Would you copy only the lines below, beginning with the one that contains "of the purple" and running through the last entry line?

··· DATASET EXCERPTS ···

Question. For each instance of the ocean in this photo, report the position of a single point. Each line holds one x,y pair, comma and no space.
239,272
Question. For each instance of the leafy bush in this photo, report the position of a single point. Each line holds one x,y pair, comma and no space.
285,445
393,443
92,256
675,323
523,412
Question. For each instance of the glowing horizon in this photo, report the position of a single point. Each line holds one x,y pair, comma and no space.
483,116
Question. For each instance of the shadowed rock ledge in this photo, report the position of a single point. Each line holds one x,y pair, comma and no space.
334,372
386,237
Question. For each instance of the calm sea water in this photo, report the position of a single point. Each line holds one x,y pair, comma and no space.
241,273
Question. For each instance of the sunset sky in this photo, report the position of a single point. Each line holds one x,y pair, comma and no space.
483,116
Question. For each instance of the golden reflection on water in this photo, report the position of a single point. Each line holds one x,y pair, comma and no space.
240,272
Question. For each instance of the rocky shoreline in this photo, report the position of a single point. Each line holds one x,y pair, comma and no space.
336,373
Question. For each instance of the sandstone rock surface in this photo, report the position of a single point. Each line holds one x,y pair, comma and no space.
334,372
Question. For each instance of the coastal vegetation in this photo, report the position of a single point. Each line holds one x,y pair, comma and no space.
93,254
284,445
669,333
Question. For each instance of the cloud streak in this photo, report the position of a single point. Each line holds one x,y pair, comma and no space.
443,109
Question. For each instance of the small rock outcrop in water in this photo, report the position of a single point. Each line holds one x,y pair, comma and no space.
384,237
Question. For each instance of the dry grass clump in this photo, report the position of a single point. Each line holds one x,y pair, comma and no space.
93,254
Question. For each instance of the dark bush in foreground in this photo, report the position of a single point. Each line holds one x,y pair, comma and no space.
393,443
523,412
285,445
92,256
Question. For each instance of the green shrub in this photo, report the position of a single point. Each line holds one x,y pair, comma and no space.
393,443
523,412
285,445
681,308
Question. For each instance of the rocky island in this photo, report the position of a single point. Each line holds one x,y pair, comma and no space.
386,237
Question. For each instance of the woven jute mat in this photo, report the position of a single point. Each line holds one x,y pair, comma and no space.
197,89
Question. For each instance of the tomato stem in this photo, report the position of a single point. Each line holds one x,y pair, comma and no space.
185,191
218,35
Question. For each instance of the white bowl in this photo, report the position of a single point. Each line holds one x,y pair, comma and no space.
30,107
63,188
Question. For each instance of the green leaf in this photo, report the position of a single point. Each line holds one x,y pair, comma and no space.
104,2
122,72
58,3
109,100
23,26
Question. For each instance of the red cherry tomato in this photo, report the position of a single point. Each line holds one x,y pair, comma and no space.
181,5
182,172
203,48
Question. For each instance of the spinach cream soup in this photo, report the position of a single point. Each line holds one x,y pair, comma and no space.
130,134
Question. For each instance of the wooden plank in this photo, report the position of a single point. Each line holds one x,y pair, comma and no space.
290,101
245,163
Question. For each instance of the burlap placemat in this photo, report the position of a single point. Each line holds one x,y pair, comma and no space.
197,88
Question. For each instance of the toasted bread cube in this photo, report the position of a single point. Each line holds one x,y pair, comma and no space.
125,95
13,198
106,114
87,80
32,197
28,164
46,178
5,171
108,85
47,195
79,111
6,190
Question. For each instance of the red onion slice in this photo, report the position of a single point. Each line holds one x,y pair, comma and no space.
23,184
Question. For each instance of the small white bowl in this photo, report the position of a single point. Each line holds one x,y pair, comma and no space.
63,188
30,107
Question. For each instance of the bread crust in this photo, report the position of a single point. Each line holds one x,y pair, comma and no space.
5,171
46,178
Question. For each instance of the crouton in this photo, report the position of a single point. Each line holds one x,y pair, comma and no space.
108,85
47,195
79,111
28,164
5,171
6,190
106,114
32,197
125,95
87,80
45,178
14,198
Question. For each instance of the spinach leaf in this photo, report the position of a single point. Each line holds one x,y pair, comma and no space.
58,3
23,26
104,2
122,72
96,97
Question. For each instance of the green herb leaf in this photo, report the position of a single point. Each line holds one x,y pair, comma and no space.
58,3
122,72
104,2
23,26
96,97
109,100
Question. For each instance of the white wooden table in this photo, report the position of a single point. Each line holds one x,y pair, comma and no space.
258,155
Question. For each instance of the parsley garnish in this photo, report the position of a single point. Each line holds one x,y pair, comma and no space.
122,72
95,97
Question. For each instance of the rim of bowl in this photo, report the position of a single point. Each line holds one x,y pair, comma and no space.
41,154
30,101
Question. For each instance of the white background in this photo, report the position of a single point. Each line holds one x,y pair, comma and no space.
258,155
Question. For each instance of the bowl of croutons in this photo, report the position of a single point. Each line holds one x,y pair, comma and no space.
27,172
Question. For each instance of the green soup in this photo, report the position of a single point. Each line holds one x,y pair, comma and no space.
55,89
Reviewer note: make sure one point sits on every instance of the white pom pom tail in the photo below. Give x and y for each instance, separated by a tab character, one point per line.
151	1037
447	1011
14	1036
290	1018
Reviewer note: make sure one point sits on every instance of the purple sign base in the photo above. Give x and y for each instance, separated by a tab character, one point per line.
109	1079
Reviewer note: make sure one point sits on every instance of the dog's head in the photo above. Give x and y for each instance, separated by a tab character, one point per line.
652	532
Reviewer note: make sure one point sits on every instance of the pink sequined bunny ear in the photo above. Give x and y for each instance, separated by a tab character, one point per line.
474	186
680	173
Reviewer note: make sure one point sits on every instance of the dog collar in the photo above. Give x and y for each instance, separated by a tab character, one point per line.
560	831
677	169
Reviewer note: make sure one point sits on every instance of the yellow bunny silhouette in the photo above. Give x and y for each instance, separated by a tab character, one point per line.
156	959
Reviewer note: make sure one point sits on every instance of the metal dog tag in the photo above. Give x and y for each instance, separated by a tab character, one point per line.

···

=== FINAL ANSWER ===
Reviewer note: make sure one point sits on every instance of the purple sign base in the photo above. Give x and y for each instance, separated by a tab character, one point per line.
109	1079
Reviewer note: make sure one point sits on every instance of the dog's head in the photo above. Give x and y for each instance, separated by a tab character, one point per line.
652	532
Reviewer note: make sure one point sits on every instance of the pink sequined bunny ear in the photo above. Give x and y for each instance, separated by a tab character, one point per line.
474	186
680	173
Reviewer note: make sure one point sits on every instance of the dog collar in the photo above. Give x and y for each instance, separated by a tab character, one point per line.
560	831
677	169
Reviewer note: make sure one point sits on every instance of the yellow bunny silhouette in the photo above. Give x and y for each instance, separated by a tab character, one point per line.
156	959
Reviewer note: make sure one point sits on every instance of the metal dog tag in the photo above. Give x and y for each instance, separated by a tab character, one point per line.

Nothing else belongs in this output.